** start **

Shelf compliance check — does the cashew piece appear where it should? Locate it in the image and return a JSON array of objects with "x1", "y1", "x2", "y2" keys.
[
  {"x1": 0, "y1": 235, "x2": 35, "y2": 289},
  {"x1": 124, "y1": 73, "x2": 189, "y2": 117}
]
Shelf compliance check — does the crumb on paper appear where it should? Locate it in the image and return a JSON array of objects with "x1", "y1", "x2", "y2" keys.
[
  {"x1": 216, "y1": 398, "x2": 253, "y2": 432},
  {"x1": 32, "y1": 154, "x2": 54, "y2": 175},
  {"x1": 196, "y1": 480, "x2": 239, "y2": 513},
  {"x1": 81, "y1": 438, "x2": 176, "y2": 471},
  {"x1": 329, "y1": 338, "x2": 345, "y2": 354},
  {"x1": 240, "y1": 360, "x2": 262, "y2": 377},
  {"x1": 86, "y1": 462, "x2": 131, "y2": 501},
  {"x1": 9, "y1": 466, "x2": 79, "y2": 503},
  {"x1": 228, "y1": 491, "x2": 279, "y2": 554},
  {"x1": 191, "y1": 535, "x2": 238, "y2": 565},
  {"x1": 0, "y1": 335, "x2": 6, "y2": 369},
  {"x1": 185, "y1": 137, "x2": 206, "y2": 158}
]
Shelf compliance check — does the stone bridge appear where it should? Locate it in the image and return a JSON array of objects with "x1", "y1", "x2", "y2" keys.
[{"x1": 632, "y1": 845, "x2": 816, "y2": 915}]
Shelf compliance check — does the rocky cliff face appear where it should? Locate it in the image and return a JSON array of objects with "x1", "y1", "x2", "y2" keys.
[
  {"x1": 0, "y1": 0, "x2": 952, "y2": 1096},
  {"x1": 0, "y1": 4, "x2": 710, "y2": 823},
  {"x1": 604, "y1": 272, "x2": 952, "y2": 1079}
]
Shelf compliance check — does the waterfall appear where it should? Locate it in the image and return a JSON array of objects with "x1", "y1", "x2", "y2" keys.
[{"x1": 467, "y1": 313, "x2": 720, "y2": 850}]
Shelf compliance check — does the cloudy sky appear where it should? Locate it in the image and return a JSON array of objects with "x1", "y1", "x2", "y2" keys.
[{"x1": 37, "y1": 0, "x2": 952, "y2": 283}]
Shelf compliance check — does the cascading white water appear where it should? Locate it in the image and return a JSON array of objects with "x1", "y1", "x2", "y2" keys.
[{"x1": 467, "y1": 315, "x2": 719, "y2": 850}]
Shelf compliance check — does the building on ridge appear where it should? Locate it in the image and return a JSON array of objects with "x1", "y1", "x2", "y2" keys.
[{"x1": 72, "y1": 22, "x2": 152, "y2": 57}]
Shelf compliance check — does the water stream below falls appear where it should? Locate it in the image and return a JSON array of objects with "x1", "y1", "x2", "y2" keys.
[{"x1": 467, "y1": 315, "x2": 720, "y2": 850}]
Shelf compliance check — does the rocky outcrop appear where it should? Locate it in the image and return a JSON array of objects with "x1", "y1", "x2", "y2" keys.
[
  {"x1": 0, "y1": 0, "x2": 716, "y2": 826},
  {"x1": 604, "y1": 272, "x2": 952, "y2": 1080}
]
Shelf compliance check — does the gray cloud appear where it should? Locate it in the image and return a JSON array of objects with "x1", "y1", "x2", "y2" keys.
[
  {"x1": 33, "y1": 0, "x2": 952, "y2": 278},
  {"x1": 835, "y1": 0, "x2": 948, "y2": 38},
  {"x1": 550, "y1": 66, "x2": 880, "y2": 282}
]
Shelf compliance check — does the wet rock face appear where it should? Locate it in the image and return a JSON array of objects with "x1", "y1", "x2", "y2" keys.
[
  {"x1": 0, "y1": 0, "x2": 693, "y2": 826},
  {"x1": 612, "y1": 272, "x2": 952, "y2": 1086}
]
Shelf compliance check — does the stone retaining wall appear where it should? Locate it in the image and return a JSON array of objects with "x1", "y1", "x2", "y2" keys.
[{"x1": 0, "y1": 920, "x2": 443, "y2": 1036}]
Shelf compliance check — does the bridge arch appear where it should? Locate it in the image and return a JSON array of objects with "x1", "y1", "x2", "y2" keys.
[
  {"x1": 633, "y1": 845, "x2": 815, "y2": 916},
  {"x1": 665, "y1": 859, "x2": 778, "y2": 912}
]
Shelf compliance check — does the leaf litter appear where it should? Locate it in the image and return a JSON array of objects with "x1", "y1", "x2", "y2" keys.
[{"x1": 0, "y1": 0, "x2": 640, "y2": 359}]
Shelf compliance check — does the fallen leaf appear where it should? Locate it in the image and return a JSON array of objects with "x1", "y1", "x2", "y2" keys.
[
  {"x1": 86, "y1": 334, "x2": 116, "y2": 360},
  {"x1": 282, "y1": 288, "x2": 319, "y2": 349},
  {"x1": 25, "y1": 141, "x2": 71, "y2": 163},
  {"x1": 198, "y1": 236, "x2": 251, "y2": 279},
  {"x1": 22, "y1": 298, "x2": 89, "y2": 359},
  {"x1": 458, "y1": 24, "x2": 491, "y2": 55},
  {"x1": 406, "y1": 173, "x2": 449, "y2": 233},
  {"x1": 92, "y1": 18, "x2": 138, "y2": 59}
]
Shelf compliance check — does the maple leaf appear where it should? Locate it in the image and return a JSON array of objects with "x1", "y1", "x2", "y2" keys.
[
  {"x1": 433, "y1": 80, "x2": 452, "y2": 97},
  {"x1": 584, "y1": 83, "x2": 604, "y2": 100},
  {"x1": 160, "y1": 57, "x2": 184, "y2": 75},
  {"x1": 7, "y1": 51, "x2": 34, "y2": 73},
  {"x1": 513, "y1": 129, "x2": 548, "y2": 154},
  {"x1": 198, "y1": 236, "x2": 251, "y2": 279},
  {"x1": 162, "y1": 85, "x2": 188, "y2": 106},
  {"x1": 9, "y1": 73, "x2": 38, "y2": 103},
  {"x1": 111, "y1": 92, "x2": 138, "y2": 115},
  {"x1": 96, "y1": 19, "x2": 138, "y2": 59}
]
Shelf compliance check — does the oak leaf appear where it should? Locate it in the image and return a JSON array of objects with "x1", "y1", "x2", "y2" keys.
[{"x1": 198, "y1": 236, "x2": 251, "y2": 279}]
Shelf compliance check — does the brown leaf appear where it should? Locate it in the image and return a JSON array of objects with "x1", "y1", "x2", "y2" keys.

** end **

Your instructions -> Copy all of the lines above exactly as they appear, without any change.

Result for this task ->
Shelf compliance check — does the cashew piece appear where it should? Locate it in the image and return a JSON array of objects with "x1", "y1", "x2", "y2" keys.
[
  {"x1": 0, "y1": 235, "x2": 35, "y2": 289},
  {"x1": 124, "y1": 73, "x2": 189, "y2": 117}
]
Shelf compliance check — does the crumb on paper appear where it should? Locate it in the image and return a JSON array of objects with "x1", "y1", "x2", "y2" keys.
[
  {"x1": 216, "y1": 398, "x2": 253, "y2": 432},
  {"x1": 32, "y1": 154, "x2": 54, "y2": 175},
  {"x1": 196, "y1": 480, "x2": 239, "y2": 513},
  {"x1": 81, "y1": 438, "x2": 176, "y2": 471},
  {"x1": 329, "y1": 338, "x2": 345, "y2": 354},
  {"x1": 240, "y1": 360, "x2": 262, "y2": 377},
  {"x1": 86, "y1": 462, "x2": 131, "y2": 501},
  {"x1": 9, "y1": 466, "x2": 79, "y2": 503},
  {"x1": 228, "y1": 491, "x2": 279, "y2": 554},
  {"x1": 191, "y1": 535, "x2": 238, "y2": 565},
  {"x1": 0, "y1": 335, "x2": 6, "y2": 369},
  {"x1": 185, "y1": 137, "x2": 206, "y2": 158}
]
Shelf compliance check — does the stone bridge appear where it should? Locate it in the image and return a JSON array of objects with "x1", "y1", "x2", "y2" keys.
[{"x1": 632, "y1": 845, "x2": 816, "y2": 915}]
Shelf compliance check — does the rocky cliff face appear where it should? Locate it in the image and return a JSON array of objects with "x1", "y1", "x2", "y2" keys.
[
  {"x1": 0, "y1": 0, "x2": 952, "y2": 1096},
  {"x1": 0, "y1": 4, "x2": 710, "y2": 823},
  {"x1": 604, "y1": 272, "x2": 952, "y2": 1079}
]
Shelf compliance check — does the waterfall appear where it should? Locate it in the image and return a JSON array of objects with "x1", "y1", "x2", "y2" keys.
[{"x1": 467, "y1": 313, "x2": 720, "y2": 850}]
Shelf compliance check — does the cloudy sky appear where it should? Locate it in the image and return a JSON array of objects with "x1", "y1", "x2", "y2" keys.
[{"x1": 37, "y1": 0, "x2": 952, "y2": 283}]
Shelf compliance check — does the cascading white water appear where it should? Locate it in the image and return a JSON array of objects with "x1", "y1", "x2", "y2" keys.
[{"x1": 467, "y1": 315, "x2": 719, "y2": 850}]
Shelf compliance check — does the building on ridge appear where it should? Locate it in the image and return a JSON array of objects with "x1", "y1", "x2", "y2" keys.
[{"x1": 72, "y1": 22, "x2": 152, "y2": 57}]
Shelf compliance check — does the water stream below falls appear where it should? Locate it in the image and return a JSON array of objects with "x1", "y1", "x2", "y2" keys.
[{"x1": 467, "y1": 315, "x2": 720, "y2": 850}]
Shelf compliance check — does the rocky outcrop appear where it should? Locate it in the image and return a JSON array of objects with "x1", "y1", "x2", "y2" keys.
[
  {"x1": 0, "y1": 0, "x2": 716, "y2": 826},
  {"x1": 604, "y1": 272, "x2": 952, "y2": 1080}
]
Shelf compliance check — does the gray cloud appear where it should? Locate it in the image and return a JSON array of objects with "x1", "y1", "x2", "y2" keys.
[
  {"x1": 33, "y1": 0, "x2": 952, "y2": 278},
  {"x1": 835, "y1": 0, "x2": 948, "y2": 38},
  {"x1": 550, "y1": 66, "x2": 880, "y2": 282}
]
Shelf compliance check — does the wet rock face appear where it should? Locate it in the image and return a JSON array of objects with "x1", "y1", "x2", "y2" keys.
[
  {"x1": 0, "y1": 0, "x2": 693, "y2": 826},
  {"x1": 612, "y1": 272, "x2": 952, "y2": 1086}
]
Shelf compliance check — does the stone retaining wall appear where it should? Locate it in the image and return a JSON array of objects with "x1", "y1", "x2", "y2" keys.
[{"x1": 0, "y1": 920, "x2": 443, "y2": 1036}]
Shelf compliance check — does the bridge arch appear where it should? Locate it in the image and return a JSON array of objects with "x1", "y1", "x2", "y2" keys.
[
  {"x1": 633, "y1": 845, "x2": 815, "y2": 916},
  {"x1": 665, "y1": 859, "x2": 778, "y2": 912}
]
Shelf compliance check — does the leaf litter appear where it should? Locate it in the image and return a JSON array of objects with "x1", "y1", "x2", "y2" keys.
[{"x1": 0, "y1": 0, "x2": 640, "y2": 359}]
Shelf compliance check — does the fallen leaf appear where it should? Locate it in the image and return a JSON array of objects with "x1", "y1", "x2", "y2" keys.
[
  {"x1": 86, "y1": 334, "x2": 116, "y2": 360},
  {"x1": 282, "y1": 288, "x2": 319, "y2": 349},
  {"x1": 25, "y1": 141, "x2": 71, "y2": 163},
  {"x1": 198, "y1": 236, "x2": 251, "y2": 279},
  {"x1": 22, "y1": 298, "x2": 89, "y2": 359},
  {"x1": 458, "y1": 24, "x2": 491, "y2": 55},
  {"x1": 406, "y1": 173, "x2": 449, "y2": 233},
  {"x1": 92, "y1": 18, "x2": 138, "y2": 59}
]
Shelf compliance check — does the maple leaf appear where it should? Locate it in the image and return a JSON array of objects with "x1", "y1", "x2", "y2" keys.
[
  {"x1": 433, "y1": 80, "x2": 452, "y2": 97},
  {"x1": 584, "y1": 83, "x2": 604, "y2": 100},
  {"x1": 160, "y1": 57, "x2": 184, "y2": 75},
  {"x1": 7, "y1": 51, "x2": 34, "y2": 73},
  {"x1": 513, "y1": 129, "x2": 548, "y2": 154},
  {"x1": 198, "y1": 236, "x2": 251, "y2": 279},
  {"x1": 162, "y1": 85, "x2": 188, "y2": 106},
  {"x1": 9, "y1": 73, "x2": 38, "y2": 103},
  {"x1": 111, "y1": 92, "x2": 138, "y2": 115},
  {"x1": 96, "y1": 19, "x2": 138, "y2": 59}
]
Shelf compliance check — does the oak leaf appear where it should? Locate it in the image and return a JSON array of objects with "x1", "y1", "x2", "y2" keys.
[{"x1": 198, "y1": 236, "x2": 251, "y2": 279}]
Shelf compliance check — does the brown leaf appear where it should? Locate it in the image and return a JSON array of objects with "x1", "y1", "x2", "y2" keys.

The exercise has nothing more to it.